** Reading passage follows **
BD subsequently issued a voluntary recall for 17 product lines of the Genesis sterilization devices that were manufactured and distributed between April 2011 and August 2022. They had not consistently met the “aerosol challenge testing,” which meant they “might lead to transmission of infectious pathogens to the surgical patient," an Oct. 4 letter to customers said.

It noted that no adverse events had been reported.

Advocating from outside the industry, again

Since his firing, Noorchashm again finds himself on the outside, fighting the medical device industry.

He has waged a zealous campaign to convince the U.S. government to investigate his safety and ethics concerns about BD. Given his previous experience fighting to redeem his wife’s death, he knows where the levers of power are.

Two weeks after he lost his job, he met with FDA regulators via Zoom to discuss BD’s “poor and dangerous public health conduct,” according to an agenda and summary he circulated to them. There followed a stream of detailed emails about BD.

On Nov. 1, he filed a citizen petition with the FDA to reclassify the P4HB products as “biologics” rather than “medical devices” — a change that would make them subject to more stringent safety and efficacy testing, especially in cancer patients. BD said through its spokesman that “we do not believe the petitions that Dr. Noorchashm filed with the FDA have merit.”

On Nov. 11, he submitted a fraud alert to the Securities and Exchange Commission alleging that BD had deliberately concealed information from the FDA, consumers and BD's investors about the potential safety defect in the sterilization devices, in violation of federal law. On Nov. 15, he contacted the Veterans Affairs inspector general to warn of the use of the Genesis sterilization devices in VA facilities.

Over recent months, he has shared information and correspondence through emails and texts with reporters, sometimes late at night and on weekends, until advised recently by his attorneys to reduce such communication.

He signs some of his emails, “In defense of public health, Hooman Noorchashm.”

His dismissal from BD has been “extremely painful,” Noorchashm said. He would like his job back.

“I'd like to be part of the solution,” he added. “I think medical devices are a necessary part of the health care landscape. The issue is, how do we make them safe?”
** End of Reading passage **
• To do:
Copy the article on Hooman Noorchashm starting at "He has waged" and ending at "of power are.", substituting "relentless" for "zealous".
** Source information follows **
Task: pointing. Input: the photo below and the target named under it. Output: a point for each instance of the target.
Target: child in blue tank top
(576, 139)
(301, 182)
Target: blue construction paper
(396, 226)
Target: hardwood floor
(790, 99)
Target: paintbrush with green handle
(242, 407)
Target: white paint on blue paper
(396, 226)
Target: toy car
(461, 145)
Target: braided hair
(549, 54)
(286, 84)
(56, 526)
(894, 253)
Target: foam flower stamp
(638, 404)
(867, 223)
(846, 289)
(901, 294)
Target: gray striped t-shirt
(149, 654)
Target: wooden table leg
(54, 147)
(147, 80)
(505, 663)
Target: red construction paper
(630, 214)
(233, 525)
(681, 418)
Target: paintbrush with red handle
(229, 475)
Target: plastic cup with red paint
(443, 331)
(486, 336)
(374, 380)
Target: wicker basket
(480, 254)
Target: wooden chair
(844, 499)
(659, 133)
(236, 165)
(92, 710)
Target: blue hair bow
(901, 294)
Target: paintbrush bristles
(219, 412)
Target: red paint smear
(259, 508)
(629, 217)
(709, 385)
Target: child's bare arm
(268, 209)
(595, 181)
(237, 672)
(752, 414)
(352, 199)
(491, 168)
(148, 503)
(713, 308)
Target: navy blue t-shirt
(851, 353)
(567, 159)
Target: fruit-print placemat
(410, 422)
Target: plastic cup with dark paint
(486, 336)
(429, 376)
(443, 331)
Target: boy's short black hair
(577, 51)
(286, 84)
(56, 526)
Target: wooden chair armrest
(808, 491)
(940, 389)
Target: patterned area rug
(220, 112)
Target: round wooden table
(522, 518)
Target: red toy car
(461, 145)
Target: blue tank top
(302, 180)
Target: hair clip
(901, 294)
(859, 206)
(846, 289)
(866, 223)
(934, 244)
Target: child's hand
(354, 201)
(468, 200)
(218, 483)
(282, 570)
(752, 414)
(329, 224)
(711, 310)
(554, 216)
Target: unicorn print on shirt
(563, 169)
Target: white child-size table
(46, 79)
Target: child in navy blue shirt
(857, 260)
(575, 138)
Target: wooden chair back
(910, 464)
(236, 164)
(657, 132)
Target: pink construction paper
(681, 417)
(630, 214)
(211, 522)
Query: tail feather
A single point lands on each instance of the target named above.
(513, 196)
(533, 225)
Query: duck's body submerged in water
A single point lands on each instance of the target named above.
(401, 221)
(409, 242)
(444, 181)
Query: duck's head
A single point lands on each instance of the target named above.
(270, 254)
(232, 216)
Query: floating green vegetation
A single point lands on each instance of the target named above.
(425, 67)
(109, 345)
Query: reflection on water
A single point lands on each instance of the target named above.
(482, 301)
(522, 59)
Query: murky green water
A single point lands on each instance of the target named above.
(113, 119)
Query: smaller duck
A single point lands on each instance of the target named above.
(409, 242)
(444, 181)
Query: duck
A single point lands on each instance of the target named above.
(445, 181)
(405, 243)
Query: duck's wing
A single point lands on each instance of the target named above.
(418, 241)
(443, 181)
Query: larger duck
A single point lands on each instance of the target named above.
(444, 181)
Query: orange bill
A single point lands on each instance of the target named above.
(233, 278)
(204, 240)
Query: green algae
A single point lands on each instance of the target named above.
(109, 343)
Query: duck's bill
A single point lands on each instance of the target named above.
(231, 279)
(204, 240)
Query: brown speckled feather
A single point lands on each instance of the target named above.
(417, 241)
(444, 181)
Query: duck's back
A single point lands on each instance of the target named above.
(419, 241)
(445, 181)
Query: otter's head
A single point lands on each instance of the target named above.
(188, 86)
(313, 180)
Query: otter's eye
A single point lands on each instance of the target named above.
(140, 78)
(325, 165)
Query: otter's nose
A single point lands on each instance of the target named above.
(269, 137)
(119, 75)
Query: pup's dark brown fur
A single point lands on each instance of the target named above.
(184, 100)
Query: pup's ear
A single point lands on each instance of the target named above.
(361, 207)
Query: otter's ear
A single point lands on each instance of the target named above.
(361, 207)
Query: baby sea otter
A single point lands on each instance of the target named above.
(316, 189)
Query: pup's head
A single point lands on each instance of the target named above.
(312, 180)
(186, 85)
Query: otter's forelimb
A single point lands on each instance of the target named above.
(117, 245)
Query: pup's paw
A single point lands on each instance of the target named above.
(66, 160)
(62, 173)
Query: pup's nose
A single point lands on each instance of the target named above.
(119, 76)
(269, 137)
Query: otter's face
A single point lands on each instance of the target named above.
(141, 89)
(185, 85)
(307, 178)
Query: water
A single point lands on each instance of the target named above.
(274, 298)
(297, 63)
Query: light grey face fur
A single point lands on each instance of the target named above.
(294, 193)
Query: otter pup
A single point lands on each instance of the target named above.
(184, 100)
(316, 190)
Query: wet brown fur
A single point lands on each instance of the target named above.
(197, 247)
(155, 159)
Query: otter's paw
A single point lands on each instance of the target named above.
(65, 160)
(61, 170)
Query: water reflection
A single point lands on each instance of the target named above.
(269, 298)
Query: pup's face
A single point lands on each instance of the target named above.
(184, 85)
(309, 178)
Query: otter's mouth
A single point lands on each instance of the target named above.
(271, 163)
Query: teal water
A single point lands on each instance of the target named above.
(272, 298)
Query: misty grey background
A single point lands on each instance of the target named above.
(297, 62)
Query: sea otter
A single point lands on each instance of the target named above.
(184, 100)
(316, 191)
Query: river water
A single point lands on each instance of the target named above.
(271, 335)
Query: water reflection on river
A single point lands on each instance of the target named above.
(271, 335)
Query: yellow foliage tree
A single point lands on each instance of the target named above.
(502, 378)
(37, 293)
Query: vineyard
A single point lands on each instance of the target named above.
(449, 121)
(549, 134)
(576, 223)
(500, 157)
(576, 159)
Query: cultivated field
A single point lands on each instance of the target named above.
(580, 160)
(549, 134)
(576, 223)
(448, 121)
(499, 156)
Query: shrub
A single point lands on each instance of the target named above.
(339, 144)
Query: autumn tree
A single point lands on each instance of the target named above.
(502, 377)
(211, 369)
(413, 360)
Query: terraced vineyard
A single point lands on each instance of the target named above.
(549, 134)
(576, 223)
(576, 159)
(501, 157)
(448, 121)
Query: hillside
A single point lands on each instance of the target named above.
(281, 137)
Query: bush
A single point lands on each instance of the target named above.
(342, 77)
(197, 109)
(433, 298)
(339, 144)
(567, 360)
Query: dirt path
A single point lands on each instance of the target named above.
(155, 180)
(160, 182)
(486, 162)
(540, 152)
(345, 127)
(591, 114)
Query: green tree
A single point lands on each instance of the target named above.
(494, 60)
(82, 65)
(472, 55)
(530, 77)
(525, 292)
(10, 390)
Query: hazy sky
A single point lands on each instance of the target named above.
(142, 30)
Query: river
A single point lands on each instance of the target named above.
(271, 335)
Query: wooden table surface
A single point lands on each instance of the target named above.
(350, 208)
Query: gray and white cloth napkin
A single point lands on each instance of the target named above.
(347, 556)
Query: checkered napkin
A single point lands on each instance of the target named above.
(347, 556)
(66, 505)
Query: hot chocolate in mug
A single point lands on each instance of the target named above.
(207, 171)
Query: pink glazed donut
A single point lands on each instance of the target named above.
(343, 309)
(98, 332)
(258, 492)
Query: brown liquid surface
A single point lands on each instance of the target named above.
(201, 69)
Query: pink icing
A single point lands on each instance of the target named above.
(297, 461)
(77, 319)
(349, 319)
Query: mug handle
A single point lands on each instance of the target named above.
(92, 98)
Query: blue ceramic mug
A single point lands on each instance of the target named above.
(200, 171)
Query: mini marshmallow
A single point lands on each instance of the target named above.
** End of Source information **
• Answer area:
He has waged a relentless campaign to convince the U.S. government to investigate his safety and ethics concerns about BD. Given his previous experience fighting to redeem his wife’s death, he knows where the levers of power are.